— start of Records to process —

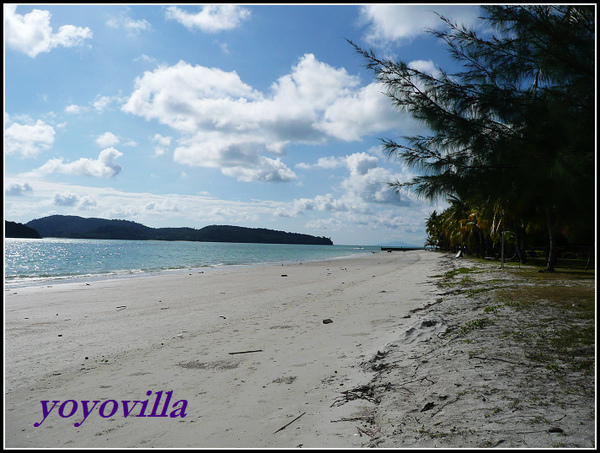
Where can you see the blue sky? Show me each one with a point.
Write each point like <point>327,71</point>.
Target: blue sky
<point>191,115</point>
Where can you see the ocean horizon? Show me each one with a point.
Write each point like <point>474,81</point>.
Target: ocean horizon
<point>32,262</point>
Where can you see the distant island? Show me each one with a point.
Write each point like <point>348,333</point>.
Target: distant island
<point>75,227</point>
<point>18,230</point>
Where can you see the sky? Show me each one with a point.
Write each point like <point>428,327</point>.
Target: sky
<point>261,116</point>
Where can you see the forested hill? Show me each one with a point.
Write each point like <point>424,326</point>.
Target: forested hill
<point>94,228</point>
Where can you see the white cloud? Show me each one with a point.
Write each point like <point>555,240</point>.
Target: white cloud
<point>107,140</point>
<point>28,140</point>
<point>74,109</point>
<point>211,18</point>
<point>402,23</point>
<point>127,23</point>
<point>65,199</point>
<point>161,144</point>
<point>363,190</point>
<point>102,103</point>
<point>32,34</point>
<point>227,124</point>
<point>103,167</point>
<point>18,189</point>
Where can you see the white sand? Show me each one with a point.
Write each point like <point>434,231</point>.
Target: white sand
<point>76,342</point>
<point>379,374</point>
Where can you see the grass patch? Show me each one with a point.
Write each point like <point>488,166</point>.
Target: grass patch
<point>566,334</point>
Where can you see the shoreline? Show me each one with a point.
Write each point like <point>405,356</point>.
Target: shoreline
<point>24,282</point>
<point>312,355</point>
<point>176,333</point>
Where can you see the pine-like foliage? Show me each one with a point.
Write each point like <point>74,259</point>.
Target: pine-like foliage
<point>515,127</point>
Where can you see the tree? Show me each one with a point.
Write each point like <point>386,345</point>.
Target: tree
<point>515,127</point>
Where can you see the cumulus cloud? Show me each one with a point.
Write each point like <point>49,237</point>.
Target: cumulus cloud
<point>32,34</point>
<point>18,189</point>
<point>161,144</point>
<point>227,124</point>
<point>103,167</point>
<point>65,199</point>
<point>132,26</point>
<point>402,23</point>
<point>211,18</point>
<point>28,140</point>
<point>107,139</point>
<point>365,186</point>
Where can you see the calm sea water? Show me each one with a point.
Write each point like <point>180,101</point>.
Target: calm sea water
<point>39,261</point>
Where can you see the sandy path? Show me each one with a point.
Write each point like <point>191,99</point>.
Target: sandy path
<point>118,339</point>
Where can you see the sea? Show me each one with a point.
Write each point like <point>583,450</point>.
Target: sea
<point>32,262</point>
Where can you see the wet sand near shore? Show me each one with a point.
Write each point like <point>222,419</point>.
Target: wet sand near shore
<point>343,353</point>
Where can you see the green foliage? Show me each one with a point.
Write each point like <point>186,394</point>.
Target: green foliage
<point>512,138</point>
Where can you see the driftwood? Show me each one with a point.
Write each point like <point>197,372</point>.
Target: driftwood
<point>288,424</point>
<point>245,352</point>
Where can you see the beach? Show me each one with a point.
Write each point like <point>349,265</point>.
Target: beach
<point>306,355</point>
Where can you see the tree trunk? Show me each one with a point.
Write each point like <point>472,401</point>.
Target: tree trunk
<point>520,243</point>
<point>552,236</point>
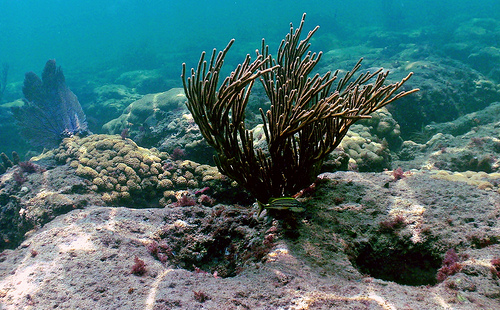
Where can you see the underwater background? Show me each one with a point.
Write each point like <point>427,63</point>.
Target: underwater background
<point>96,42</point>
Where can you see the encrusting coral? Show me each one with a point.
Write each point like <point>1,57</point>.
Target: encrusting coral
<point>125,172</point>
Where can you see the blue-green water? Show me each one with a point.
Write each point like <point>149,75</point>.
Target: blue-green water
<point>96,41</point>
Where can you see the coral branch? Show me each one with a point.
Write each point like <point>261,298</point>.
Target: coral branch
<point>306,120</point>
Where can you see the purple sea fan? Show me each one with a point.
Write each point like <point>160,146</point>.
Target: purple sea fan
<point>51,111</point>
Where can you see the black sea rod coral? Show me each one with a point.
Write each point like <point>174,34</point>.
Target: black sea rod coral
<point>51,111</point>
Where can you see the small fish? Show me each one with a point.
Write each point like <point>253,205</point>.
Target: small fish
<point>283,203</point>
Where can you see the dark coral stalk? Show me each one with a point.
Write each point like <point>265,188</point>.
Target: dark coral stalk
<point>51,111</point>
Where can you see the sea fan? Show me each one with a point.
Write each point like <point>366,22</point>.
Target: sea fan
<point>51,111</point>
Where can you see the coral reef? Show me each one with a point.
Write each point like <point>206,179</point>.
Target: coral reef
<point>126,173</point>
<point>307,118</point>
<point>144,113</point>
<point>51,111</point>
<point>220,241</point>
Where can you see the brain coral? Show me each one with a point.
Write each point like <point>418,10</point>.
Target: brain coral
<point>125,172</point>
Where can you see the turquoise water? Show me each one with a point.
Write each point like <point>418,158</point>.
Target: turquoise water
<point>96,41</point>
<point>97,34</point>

— end of Records to process —

* **Task to carry out**: Reproduce each line exactly, please, except for any pictures.

* **Written solution**:
Where can you see the blue sky? Show me each one with a point.
Write each point like <point>327,71</point>.
Target: blue sky
<point>191,115</point>
Where can you see the ocean horizon? Show me each one with a point.
Write each point like <point>474,81</point>.
Target: ocean horizon
<point>32,262</point>
Where can you see the distant island? Show me each one with a point.
Write each point like <point>348,333</point>.
Target: distant island
<point>75,227</point>
<point>18,230</point>
Where can you see the sky? Show me each one with a point.
Write each point like <point>428,327</point>.
Target: sky
<point>261,116</point>
Where can you see the forested hill? Show me each one with a point.
Write each point like <point>424,326</point>.
Target: forested hill
<point>94,228</point>
Where can you see the white cloud? Show me each one with a point.
Write each point like <point>555,240</point>.
Target: white cloud
<point>107,140</point>
<point>28,140</point>
<point>74,109</point>
<point>211,18</point>
<point>402,23</point>
<point>127,23</point>
<point>65,199</point>
<point>161,144</point>
<point>363,190</point>
<point>102,103</point>
<point>32,34</point>
<point>227,124</point>
<point>103,167</point>
<point>18,189</point>
Where can you see the white sand? Show me each one with a point.
Write each point like <point>434,231</point>.
Target: white sand
<point>76,342</point>
<point>379,374</point>
Where can you see the grass patch? Show me each one with a point.
Write each point like <point>488,166</point>.
Target: grass patch
<point>566,334</point>
Where can you see the shoreline? Show me each one with a point.
Write each point like <point>405,356</point>.
Target: shoreline
<point>24,282</point>
<point>312,355</point>
<point>176,333</point>
Where can you see the pine-like foliage? Show me each one with a point.
Write each point like <point>74,259</point>.
Target: pine-like foliage
<point>515,127</point>
Where can you see the tree? Show me each one with a point.
Write each point like <point>386,345</point>.
Target: tree
<point>515,127</point>
Where can you see the cumulus cloud? Show me each one with a point.
Write each point like <point>49,237</point>.
Target: cumulus cloud
<point>32,34</point>
<point>18,189</point>
<point>161,144</point>
<point>227,124</point>
<point>103,167</point>
<point>65,199</point>
<point>132,26</point>
<point>402,23</point>
<point>211,18</point>
<point>28,140</point>
<point>107,139</point>
<point>365,186</point>
Where can you see the calm sea water? Show me each one with a point.
Write each point like <point>180,101</point>.
Target: calm sea water
<point>39,261</point>
Where can you see the sandy path? Show me each one with a point.
Write each point like <point>191,99</point>.
Target: sandy path
<point>118,339</point>
Where can you see the sea? Show me each one with a point.
Write each point like <point>583,450</point>.
Target: sea
<point>32,262</point>
Where can you see the wet sand near shore? Show me each one with a point.
Write each point like <point>222,419</point>.
Target: wet sand near shore
<point>343,353</point>
Where can you see the green foliage? Show me each one with a point.
Write each point like <point>186,394</point>.
Target: green foliage
<point>512,138</point>
Where can you see the driftwood? Show me each one with a point.
Write each point like <point>197,372</point>.
Target: driftwood
<point>288,424</point>
<point>245,352</point>
Where can you see the beach? Show me each one with a point.
Write each point like <point>349,265</point>.
Target: beach
<point>306,355</point>
Where can you see the tree trunk? Show me each one with a point.
Write each point like <point>472,401</point>.
Target: tree trunk
<point>520,243</point>
<point>552,236</point>
Where can you see the underwater background? Show me each one with a point.
Write each point like <point>427,63</point>.
Target: underwater background
<point>96,42</point>
Where can you see the encrusting coral? Show me each one with a point.
Write each point like <point>1,57</point>.
Target: encrusting coral
<point>125,172</point>
Where can you see the blue-green water? Show me each one with a point.
Write each point like <point>149,75</point>.
Target: blue-green water
<point>96,41</point>
Where can you see the coral branch? Show me each one with a point.
Write each point like <point>261,298</point>.
Target: coral branch
<point>306,120</point>
Where can you see the purple sea fan? Show me each one with a point.
Write each point like <point>160,146</point>.
Target: purple sea fan
<point>51,111</point>
Where can you see the black sea rod coral? Show me each one with a point.
Write each point like <point>174,34</point>.
Target: black sea rod coral
<point>51,111</point>
Where can you see the small fish? Show me each one with a point.
Write each point like <point>253,205</point>.
Target: small fish
<point>283,203</point>
Where can you see the dark coral stalk? Show me each one with a point.
Write each point like <point>265,188</point>.
Target: dark coral stalk
<point>51,111</point>
Where can you see the sea fan? Show me each one with a point.
Write each point like <point>366,22</point>.
Target: sea fan
<point>51,111</point>
Where can you see the coral reef? Show me each one with a point.
Write each point like <point>206,179</point>.
Target: coral reef
<point>126,173</point>
<point>307,118</point>
<point>144,113</point>
<point>51,111</point>
<point>220,241</point>
Where can you see the brain coral? Show me each one with a point.
Write each point like <point>418,10</point>.
Target: brain coral
<point>125,172</point>
Where can you see the turquoise water? Show me each one with a point.
Write each point like <point>418,158</point>.
Target: turquoise water
<point>96,41</point>
<point>97,34</point>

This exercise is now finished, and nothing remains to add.